Please copy out every line of the material from the line with "Practice step: locate the lake in" up to and including the line with "Practice step: locate the large", shifting each answer coordinate by adding 68 to both of its numbers.

* * * *

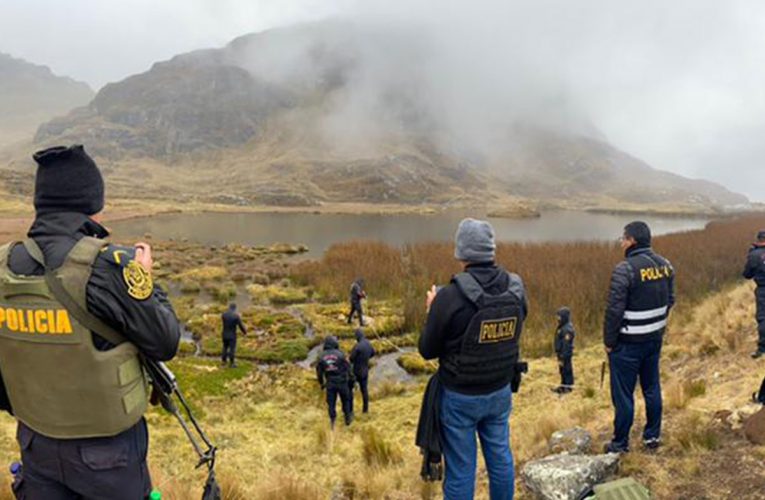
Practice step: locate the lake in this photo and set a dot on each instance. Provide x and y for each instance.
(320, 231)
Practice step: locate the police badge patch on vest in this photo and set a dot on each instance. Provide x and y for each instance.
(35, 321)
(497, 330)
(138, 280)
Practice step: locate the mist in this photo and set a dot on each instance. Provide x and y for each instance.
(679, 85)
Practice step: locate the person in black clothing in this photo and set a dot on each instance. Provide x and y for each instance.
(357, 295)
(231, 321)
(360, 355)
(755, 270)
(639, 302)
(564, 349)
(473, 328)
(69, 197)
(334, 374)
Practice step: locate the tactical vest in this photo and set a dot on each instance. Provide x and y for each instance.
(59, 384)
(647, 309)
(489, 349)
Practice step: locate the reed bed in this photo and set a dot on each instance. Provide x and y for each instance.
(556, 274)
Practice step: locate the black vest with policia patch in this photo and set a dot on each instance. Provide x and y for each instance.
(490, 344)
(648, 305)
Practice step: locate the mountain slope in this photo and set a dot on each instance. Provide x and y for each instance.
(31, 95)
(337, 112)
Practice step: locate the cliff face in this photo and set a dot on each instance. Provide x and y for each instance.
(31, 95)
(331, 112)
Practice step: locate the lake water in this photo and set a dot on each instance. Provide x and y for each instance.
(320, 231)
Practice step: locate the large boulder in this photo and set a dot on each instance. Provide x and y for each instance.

* * * *

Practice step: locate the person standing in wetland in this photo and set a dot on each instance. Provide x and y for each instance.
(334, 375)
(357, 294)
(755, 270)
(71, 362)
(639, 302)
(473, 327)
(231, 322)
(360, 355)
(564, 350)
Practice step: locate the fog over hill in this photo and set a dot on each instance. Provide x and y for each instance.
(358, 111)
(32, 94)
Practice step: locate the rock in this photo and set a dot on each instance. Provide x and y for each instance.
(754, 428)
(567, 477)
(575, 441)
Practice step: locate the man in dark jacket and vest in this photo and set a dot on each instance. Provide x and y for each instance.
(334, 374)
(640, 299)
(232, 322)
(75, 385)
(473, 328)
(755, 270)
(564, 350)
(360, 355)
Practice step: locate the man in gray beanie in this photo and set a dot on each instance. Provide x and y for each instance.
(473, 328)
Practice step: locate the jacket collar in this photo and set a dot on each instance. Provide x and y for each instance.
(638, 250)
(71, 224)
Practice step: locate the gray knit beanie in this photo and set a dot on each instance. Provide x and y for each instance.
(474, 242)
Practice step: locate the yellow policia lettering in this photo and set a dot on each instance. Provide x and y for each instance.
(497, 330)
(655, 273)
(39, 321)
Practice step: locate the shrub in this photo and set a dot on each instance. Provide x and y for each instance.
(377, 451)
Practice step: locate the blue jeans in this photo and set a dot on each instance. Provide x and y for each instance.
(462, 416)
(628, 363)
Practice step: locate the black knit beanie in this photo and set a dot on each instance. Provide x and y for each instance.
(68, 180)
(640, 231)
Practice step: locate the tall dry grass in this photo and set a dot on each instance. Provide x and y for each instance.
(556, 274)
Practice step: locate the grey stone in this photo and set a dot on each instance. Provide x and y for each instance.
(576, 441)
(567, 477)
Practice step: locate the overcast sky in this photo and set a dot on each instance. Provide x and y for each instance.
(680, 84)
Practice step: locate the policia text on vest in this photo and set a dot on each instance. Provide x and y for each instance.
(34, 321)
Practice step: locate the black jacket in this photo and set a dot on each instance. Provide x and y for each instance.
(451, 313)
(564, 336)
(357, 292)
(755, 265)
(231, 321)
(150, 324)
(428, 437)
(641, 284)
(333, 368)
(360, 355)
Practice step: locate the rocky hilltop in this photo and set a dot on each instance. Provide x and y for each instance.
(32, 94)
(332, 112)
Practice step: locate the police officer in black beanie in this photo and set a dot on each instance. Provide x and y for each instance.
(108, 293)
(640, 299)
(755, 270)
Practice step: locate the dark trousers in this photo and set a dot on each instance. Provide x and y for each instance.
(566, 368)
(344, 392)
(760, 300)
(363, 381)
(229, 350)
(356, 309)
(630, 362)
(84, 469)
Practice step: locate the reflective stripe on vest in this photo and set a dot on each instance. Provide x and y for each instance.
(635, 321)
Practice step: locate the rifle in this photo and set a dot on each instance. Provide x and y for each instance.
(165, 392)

* * * *

Final answer:
Practice step: locate the lake in this photo and set a dot on each instance. Provide x and y for each instance.
(388, 299)
Practice step: locate the police badge patch on vest in this photo and set a dot on each instance. Provide x and y for each instance.
(103, 389)
(565, 398)
(206, 348)
Practice step: locate the mist in this photo and set a dot on each instance. Provide x and y for each instance.
(747, 153)
Practice step: locate the person in black clothing in this photo and set a dot on each instance. Provide x and y for each instance.
(425, 363)
(299, 389)
(428, 423)
(823, 338)
(707, 370)
(632, 417)
(541, 396)
(137, 265)
(402, 442)
Practice step: locate the tactical vest in this photo and set a dot on each instance. Provide x and y for each instance.
(127, 452)
(715, 377)
(557, 417)
Practice step: locate the reed bed in this photo and set a dot on each instance. Provide x and y for each instance.
(624, 342)
Practice step: locate the black vest with policia patch in this photo and set a dot on each instance. Provide x and y for each instance.
(558, 412)
(716, 373)
Practice step: locate the mountain slope in this photo and set a dot on each instance. Provide x and y for each instance.
(99, 163)
(405, 180)
Practice step: locate the cliff face in this photo and set a dot on each instance. Provide x and y for each instance.
(99, 163)
(399, 180)
Practice step: locate the lake water in this photo and set a dot on each instance. Provide x and y for each instance.
(388, 299)
Practice step: locate the large boulder in this photo and set a dot on each instance. Provide x and y for each instance.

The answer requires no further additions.